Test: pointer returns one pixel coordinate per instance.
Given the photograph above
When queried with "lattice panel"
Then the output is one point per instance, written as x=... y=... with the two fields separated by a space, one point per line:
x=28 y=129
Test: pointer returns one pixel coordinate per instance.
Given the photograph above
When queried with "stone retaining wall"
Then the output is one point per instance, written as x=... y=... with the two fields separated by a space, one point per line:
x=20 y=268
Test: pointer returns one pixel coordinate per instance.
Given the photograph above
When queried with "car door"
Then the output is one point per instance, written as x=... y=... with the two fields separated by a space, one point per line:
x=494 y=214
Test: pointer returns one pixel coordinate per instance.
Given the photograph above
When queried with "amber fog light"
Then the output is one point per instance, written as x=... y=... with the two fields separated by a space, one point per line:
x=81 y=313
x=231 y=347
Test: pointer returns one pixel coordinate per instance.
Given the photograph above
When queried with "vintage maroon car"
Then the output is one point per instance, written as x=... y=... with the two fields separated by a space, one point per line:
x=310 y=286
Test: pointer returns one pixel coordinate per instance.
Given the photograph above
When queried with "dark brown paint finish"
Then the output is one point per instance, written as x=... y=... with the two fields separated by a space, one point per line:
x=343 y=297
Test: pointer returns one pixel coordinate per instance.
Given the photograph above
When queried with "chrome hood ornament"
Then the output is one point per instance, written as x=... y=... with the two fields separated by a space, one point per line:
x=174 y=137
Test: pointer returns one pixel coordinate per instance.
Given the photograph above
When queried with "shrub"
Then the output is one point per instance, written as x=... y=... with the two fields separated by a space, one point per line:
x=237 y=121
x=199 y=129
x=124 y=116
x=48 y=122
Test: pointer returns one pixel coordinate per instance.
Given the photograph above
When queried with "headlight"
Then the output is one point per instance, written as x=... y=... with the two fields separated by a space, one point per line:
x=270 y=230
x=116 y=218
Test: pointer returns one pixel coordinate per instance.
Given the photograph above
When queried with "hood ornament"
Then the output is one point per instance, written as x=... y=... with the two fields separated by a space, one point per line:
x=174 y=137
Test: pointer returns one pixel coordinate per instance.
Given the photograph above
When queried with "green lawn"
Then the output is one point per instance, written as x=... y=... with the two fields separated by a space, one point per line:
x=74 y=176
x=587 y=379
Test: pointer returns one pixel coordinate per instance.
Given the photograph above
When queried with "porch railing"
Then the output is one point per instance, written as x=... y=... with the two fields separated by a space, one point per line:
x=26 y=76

...

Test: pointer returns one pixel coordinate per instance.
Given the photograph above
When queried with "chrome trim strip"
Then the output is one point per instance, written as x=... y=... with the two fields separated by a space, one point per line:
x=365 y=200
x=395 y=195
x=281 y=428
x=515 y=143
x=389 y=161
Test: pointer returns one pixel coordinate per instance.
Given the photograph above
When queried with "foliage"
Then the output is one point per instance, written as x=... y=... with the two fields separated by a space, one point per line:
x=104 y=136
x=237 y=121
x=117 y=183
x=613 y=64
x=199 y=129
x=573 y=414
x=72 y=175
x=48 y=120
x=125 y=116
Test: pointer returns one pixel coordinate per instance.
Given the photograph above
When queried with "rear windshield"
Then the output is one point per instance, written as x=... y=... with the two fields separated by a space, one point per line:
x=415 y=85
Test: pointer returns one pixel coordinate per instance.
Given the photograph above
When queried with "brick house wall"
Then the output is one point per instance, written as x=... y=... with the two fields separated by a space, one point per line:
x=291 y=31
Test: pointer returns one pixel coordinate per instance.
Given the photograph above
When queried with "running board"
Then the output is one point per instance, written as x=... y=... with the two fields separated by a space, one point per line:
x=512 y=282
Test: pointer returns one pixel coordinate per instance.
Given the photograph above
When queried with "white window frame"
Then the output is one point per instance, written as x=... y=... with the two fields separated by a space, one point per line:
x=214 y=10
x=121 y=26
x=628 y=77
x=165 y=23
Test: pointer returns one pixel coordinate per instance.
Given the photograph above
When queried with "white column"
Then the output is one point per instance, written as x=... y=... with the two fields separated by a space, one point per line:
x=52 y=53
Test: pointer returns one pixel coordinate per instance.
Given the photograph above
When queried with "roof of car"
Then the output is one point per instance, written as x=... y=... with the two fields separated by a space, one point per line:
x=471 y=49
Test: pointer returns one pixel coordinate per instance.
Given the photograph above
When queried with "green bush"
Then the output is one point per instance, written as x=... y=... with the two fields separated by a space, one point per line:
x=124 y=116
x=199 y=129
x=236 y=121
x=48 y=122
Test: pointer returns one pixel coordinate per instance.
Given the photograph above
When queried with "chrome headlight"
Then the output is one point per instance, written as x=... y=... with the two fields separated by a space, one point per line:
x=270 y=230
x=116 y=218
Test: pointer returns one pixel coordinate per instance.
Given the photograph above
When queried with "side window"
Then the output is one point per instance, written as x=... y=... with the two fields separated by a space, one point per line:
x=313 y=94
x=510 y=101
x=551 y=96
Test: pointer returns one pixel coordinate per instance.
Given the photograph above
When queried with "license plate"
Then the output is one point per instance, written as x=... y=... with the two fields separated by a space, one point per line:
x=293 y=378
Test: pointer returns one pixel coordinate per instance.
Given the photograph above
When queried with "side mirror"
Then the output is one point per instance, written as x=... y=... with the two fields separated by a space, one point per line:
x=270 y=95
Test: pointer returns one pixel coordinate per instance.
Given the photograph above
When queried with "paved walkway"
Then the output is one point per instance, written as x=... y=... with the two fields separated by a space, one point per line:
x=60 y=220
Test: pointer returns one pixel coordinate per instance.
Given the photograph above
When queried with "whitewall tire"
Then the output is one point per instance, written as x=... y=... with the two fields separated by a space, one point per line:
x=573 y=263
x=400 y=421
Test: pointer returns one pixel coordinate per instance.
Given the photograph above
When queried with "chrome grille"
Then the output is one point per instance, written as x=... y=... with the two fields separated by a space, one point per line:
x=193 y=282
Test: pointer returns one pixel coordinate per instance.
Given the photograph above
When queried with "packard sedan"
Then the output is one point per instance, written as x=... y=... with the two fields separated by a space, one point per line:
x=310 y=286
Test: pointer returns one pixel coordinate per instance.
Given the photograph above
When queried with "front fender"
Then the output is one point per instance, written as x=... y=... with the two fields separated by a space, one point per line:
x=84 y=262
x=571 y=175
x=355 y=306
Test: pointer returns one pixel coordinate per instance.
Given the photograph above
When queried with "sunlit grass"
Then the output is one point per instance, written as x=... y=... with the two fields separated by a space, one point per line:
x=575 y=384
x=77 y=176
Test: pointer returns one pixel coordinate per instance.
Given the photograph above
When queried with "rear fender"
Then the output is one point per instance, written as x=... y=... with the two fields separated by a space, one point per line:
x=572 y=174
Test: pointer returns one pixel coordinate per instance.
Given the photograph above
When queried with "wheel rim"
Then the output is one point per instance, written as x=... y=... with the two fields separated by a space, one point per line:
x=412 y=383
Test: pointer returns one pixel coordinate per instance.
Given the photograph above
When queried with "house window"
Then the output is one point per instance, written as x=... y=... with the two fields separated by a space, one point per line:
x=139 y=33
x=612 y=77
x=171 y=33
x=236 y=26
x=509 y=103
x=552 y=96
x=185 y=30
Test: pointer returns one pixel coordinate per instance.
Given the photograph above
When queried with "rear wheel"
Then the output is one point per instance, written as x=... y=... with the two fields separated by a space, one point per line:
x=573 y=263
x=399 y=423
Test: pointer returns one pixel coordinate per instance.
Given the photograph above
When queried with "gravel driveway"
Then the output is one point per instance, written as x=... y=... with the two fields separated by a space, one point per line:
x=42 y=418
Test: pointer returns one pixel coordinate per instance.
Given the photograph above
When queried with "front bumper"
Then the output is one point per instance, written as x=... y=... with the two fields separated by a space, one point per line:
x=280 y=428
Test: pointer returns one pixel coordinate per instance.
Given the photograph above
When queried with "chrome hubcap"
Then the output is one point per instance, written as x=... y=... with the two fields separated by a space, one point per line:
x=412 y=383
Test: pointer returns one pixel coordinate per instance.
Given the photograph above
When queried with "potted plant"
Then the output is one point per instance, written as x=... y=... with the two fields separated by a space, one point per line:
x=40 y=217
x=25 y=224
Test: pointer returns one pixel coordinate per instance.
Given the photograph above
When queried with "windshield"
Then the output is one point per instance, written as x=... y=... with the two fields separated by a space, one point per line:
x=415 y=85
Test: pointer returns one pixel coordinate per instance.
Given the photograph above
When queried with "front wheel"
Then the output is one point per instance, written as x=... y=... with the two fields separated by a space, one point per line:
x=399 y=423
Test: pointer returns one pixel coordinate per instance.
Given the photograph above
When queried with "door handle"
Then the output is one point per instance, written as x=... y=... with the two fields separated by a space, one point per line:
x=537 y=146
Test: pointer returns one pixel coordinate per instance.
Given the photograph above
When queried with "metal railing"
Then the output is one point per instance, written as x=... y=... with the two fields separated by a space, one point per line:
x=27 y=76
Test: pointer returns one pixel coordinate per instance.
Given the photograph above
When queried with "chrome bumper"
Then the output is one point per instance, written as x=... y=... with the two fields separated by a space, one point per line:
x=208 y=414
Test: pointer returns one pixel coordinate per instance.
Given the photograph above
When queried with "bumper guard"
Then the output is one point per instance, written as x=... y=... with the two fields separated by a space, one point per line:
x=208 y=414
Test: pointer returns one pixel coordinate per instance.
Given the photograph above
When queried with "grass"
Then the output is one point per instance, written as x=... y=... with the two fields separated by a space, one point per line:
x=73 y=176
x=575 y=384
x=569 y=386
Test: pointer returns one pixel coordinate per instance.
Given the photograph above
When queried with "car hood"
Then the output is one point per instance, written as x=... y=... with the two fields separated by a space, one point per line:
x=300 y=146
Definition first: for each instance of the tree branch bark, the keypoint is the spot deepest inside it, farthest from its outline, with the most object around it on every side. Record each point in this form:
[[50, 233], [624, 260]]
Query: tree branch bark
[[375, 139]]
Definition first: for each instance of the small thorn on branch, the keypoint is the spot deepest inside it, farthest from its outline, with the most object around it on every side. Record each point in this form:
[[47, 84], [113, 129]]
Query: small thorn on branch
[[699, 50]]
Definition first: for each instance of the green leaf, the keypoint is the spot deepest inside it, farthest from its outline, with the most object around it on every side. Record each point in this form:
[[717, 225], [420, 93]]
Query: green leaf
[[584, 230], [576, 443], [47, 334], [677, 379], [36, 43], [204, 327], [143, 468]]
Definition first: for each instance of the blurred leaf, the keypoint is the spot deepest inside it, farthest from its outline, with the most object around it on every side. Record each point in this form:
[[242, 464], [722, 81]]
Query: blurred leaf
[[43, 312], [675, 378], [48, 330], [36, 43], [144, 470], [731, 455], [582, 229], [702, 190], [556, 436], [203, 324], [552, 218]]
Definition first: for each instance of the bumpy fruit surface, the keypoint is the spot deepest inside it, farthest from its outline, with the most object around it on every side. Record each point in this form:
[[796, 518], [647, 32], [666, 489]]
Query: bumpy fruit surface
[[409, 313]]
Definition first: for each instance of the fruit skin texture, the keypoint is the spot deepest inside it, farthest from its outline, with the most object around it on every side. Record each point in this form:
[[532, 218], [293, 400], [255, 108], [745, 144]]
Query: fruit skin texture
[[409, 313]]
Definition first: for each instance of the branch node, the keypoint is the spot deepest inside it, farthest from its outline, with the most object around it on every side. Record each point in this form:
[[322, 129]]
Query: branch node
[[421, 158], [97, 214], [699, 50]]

==

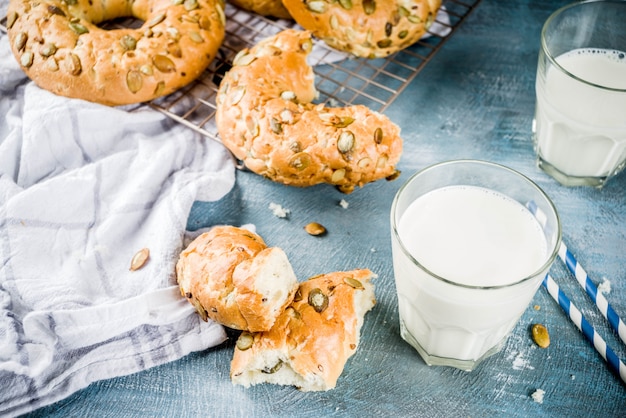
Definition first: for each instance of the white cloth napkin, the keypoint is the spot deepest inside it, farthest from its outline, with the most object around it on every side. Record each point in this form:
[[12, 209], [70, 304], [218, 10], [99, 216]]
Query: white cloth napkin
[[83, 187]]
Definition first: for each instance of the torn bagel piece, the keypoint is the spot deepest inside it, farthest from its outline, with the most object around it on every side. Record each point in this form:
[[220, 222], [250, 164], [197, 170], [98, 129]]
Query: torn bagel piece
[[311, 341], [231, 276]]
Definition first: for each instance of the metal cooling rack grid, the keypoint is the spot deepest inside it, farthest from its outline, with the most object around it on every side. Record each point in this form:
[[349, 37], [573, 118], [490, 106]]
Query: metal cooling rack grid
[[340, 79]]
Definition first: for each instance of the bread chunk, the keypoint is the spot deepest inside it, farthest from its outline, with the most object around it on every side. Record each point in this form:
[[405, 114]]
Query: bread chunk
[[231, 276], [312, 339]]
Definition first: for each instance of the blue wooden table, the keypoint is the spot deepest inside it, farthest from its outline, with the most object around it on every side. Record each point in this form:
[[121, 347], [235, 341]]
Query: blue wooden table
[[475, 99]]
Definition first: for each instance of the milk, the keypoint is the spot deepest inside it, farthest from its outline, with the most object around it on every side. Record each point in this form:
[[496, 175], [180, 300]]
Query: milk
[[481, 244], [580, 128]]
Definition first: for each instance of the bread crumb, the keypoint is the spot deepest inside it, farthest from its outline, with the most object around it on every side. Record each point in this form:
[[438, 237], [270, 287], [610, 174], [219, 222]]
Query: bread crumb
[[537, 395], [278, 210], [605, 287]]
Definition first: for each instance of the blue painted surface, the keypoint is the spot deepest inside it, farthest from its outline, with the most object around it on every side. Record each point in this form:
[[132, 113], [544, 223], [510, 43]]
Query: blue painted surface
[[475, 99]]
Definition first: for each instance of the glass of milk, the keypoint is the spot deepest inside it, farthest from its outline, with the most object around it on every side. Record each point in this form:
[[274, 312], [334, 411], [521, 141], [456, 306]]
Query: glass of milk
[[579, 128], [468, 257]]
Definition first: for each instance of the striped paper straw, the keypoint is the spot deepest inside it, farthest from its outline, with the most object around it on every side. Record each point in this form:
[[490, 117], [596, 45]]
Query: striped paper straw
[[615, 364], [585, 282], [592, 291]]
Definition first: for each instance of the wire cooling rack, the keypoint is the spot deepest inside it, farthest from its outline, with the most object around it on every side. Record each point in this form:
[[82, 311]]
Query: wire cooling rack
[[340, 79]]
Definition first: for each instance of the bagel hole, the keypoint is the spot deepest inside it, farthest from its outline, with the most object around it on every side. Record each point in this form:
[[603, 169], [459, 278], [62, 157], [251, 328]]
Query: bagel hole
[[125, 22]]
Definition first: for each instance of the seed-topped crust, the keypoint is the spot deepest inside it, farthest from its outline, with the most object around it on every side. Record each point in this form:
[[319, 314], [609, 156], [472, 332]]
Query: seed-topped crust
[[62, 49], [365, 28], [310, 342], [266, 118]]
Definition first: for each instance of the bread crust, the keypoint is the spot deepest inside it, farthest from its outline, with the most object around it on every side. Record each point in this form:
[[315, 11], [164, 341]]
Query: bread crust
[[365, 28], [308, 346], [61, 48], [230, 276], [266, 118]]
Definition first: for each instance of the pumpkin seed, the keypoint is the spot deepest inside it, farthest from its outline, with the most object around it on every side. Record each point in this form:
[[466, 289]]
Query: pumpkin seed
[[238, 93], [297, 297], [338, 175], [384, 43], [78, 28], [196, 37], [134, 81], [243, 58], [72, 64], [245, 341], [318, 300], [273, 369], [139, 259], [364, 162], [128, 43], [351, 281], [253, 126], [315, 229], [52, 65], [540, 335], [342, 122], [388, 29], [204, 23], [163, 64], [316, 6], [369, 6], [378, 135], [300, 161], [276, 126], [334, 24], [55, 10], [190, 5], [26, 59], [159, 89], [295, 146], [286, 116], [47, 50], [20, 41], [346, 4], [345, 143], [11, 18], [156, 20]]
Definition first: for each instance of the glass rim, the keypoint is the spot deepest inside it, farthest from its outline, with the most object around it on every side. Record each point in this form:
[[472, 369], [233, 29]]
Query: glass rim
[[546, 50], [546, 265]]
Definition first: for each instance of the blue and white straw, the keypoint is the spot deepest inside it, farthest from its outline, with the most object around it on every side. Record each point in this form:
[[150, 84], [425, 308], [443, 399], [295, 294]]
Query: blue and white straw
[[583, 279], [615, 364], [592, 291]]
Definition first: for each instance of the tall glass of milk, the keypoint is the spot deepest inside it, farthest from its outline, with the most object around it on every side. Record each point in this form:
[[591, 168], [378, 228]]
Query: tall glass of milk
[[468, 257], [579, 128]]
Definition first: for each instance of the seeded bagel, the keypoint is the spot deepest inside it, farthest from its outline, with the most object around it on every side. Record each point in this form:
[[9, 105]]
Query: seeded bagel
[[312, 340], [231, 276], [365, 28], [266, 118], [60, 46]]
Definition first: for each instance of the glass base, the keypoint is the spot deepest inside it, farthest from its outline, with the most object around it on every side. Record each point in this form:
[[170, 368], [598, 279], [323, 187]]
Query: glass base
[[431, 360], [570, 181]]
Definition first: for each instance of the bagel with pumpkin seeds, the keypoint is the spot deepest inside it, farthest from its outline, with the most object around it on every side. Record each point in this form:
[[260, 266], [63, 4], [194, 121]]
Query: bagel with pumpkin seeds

» What is needed
Should a line in the material contain "seeds", copy it.

» Result of the exercise
Definition first: for each instance of the bagel with pumpkin seeds, the keypoint is the spot deepest inside it, farthest from its outline, with the most object around it on every side. Record each point in this form:
Query: bagel with pumpkin seeds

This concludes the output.